Task brief » Copy exactly the last part of the entries, starting from the line with "the rear tyre" and including the final line.

[Stored dataset items]
· · · · · · ·

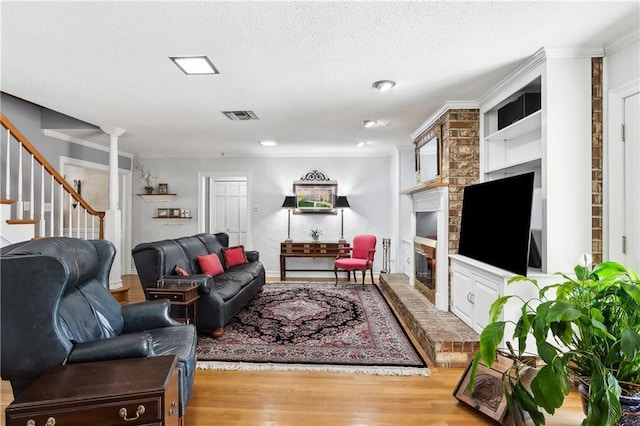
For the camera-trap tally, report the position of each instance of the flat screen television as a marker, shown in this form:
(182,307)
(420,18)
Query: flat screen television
(496,222)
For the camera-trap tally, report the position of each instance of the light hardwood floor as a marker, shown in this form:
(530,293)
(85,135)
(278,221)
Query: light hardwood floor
(315,398)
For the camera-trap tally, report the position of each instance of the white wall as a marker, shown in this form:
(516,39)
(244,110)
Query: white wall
(364,180)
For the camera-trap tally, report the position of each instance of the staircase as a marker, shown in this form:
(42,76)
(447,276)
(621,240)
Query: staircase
(37,201)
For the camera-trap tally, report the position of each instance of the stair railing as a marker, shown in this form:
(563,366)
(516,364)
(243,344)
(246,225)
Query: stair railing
(39,194)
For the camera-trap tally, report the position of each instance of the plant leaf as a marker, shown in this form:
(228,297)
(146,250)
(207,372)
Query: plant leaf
(526,402)
(490,338)
(632,290)
(630,343)
(547,389)
(547,352)
(563,311)
(496,307)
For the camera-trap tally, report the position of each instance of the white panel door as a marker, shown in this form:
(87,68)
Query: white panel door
(229,198)
(632,181)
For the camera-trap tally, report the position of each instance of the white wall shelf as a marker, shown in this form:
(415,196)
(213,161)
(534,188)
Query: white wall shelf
(157,197)
(174,220)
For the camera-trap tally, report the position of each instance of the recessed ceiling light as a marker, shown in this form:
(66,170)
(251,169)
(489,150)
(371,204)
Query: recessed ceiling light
(193,65)
(383,85)
(268,143)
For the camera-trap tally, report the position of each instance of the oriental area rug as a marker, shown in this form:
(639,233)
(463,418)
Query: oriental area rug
(314,327)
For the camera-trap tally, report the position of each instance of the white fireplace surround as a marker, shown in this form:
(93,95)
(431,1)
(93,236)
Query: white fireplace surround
(435,200)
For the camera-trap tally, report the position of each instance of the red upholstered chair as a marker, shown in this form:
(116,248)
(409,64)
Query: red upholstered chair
(361,257)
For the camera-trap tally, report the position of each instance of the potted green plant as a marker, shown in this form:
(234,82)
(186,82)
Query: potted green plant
(586,331)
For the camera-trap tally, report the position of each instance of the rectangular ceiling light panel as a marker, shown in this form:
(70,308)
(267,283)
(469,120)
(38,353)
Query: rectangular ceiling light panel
(194,65)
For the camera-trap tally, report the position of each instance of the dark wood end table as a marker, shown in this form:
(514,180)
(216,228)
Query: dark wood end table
(181,294)
(134,391)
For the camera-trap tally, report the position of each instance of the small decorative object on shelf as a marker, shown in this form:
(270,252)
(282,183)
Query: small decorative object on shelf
(147,176)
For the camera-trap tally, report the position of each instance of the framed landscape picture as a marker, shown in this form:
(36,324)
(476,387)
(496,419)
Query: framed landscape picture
(315,198)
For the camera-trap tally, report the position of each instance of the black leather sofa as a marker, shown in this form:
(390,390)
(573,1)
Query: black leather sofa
(57,309)
(222,296)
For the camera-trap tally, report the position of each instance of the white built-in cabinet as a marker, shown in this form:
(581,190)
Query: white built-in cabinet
(476,285)
(554,143)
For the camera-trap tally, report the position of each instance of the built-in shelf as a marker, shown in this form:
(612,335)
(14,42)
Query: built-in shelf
(521,127)
(173,220)
(157,197)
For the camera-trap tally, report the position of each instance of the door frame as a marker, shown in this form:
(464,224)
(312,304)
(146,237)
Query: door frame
(223,176)
(613,172)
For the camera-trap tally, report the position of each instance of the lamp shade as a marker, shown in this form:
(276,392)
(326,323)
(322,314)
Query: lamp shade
(341,202)
(289,202)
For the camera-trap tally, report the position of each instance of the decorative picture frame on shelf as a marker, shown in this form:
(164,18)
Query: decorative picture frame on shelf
(487,395)
(315,198)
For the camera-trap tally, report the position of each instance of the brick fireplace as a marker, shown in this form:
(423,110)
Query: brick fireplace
(430,241)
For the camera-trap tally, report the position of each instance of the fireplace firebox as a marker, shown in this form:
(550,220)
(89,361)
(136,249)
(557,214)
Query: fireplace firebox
(425,266)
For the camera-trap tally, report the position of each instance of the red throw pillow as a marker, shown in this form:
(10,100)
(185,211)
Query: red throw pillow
(210,264)
(234,256)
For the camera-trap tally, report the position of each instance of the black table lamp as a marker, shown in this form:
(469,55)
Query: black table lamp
(289,204)
(342,203)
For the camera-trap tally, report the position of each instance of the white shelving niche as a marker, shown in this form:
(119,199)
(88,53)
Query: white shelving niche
(554,143)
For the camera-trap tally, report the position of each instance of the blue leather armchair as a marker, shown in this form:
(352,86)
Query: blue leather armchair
(56,308)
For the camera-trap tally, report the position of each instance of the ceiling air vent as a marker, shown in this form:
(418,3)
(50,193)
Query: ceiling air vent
(240,115)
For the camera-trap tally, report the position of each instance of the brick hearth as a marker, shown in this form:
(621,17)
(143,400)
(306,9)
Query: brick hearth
(442,336)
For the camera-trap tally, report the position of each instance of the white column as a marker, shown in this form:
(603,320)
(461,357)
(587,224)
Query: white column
(113,216)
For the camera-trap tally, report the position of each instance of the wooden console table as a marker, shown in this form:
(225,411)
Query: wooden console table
(309,249)
(134,391)
(181,294)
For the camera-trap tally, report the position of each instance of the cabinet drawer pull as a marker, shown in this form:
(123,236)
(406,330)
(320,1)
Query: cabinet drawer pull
(470,298)
(51,421)
(139,411)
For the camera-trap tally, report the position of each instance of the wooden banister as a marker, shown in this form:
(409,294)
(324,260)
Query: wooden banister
(37,156)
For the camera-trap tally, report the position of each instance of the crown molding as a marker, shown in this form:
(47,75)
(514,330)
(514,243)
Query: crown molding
(92,145)
(621,41)
(448,105)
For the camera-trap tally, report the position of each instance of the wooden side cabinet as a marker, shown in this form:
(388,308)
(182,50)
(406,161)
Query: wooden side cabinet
(135,391)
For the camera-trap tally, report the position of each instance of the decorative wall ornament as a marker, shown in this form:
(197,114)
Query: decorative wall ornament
(315,176)
(315,193)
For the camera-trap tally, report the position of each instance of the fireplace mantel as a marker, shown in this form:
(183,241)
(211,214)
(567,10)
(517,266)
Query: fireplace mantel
(423,187)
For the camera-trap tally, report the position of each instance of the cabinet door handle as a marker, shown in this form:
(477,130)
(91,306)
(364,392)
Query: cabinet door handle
(139,411)
(470,298)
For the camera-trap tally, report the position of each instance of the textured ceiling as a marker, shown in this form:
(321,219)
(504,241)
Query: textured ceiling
(305,68)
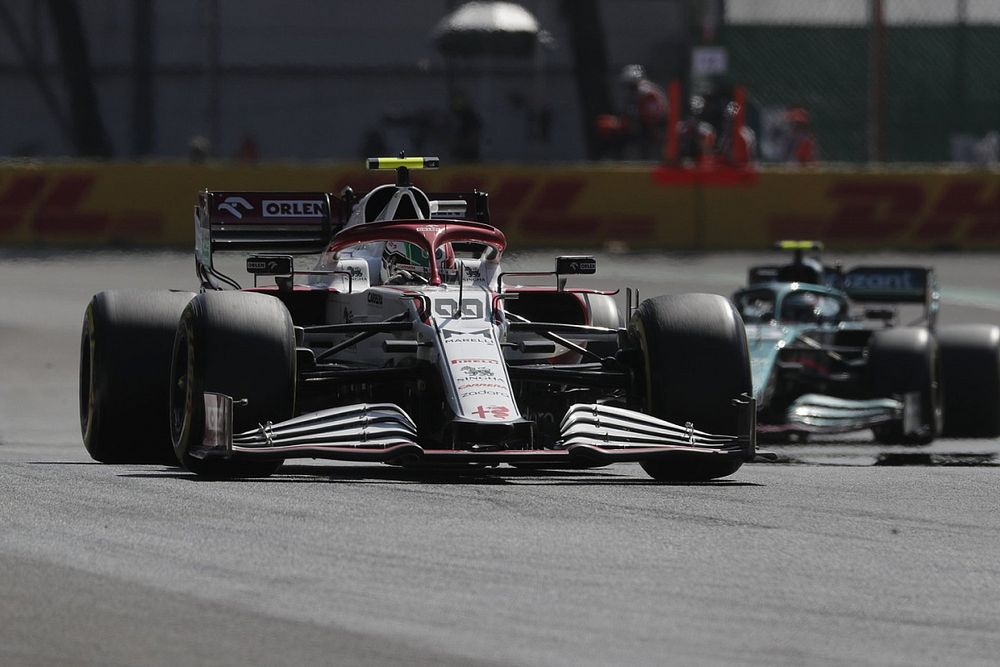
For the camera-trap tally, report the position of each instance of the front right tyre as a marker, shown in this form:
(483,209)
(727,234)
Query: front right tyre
(241,344)
(125,352)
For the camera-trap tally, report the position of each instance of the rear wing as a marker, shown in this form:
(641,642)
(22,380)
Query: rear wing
(285,222)
(894,284)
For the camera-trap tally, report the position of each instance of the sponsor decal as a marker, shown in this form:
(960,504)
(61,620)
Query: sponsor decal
(273,266)
(451,334)
(899,280)
(473,385)
(492,412)
(233,206)
(476,372)
(471,308)
(293,208)
(485,392)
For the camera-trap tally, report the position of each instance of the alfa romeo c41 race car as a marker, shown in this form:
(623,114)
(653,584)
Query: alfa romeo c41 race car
(405,343)
(830,356)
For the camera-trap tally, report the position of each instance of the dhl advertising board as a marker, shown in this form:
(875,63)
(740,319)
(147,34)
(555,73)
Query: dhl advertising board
(640,207)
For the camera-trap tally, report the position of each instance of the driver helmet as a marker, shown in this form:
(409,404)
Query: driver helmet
(400,256)
(801,307)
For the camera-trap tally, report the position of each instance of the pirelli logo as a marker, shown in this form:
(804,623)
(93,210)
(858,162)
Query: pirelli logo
(293,208)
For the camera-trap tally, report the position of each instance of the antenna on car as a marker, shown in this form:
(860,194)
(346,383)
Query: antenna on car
(402,165)
(799,247)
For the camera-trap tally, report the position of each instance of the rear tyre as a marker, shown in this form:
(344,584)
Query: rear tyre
(902,361)
(694,363)
(970,380)
(125,350)
(240,344)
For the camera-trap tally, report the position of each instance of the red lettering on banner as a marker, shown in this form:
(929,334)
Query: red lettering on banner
(894,210)
(879,210)
(58,212)
(557,194)
(562,226)
(18,198)
(961,201)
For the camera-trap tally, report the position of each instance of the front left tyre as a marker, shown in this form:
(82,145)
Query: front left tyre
(241,344)
(694,362)
(125,352)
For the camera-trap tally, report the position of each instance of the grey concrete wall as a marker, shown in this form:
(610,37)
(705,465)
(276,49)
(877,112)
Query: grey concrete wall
(307,79)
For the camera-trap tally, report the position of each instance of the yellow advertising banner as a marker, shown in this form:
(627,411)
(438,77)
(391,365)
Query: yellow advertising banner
(635,206)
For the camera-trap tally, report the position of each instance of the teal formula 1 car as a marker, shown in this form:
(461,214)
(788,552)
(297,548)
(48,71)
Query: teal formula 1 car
(829,354)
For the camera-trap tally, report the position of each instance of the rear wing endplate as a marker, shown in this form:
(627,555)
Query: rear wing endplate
(285,222)
(894,284)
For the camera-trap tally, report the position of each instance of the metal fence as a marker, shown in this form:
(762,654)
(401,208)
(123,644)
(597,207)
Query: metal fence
(886,80)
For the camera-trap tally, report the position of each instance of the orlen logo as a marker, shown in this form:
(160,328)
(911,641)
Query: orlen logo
(233,205)
(294,208)
(262,265)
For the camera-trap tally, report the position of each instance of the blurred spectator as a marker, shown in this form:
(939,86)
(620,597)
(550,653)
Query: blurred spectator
(466,147)
(644,114)
(199,148)
(801,143)
(738,143)
(695,136)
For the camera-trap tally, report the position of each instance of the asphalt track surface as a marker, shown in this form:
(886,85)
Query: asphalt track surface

· · · · · · ·

The response »
For the camera-trap tally, report the position of each instance of the rear tyre as a marker, shown in this form:
(344,584)
Query: rear tyre
(902,361)
(694,363)
(970,380)
(125,350)
(240,344)
For the camera-trap tally, report the position of each instance of the red lettering on banner as a marker, shown in this form:
(929,334)
Query: red lettering on banner
(894,210)
(879,210)
(58,212)
(557,194)
(562,226)
(18,198)
(961,201)
For the camera-trap tally, report the position of each instance of the front left tyre as a marker, shown in this form:
(82,145)
Query: front left tyre
(241,344)
(694,362)
(125,352)
For the camera-trap tally, report the position of each instance of the grey concrete wall as a marker, shown in this form:
(610,37)
(705,465)
(276,49)
(877,112)
Query: grey concrete wall
(307,79)
For the camera-trap tally, report the position of each instance of the yellow advertising banner as a marker, shown in this form:
(627,411)
(438,77)
(391,365)
Query: yellow advertising banner
(635,206)
For the camera-trap tally, report the position of each instance of the teal formula 1 car as a marker, shown in this form:
(461,214)
(788,552)
(297,548)
(48,71)
Query: teal formula 1 car
(829,354)
For the camera-trap tally, report the position of each instance of the rear wing endplate as a marker, shown in this form:
(627,555)
Query: rear wing endplate
(285,222)
(894,284)
For the camera-trap tally, report the position of each instance of the metal fence as a marker, shown in this form:
(762,654)
(401,208)
(123,644)
(597,207)
Query: metal fence
(886,80)
For the camera-trap tally, report the position of each instance of the orlen logo as a marker, shown in this form:
(160,328)
(911,641)
Query: orlen logo
(233,205)
(294,208)
(262,265)
For the camera-trap tally, report the position of each instance of the blurred spectator as a marker, shown in this form:
(939,86)
(620,597)
(550,653)
Query: blurred spectator
(466,147)
(644,114)
(199,148)
(801,143)
(738,143)
(695,136)
For the camera-trap tally, report the position of each instance of the asphalt track surface as a marker, shown in this form:
(886,85)
Query: asphalt track surface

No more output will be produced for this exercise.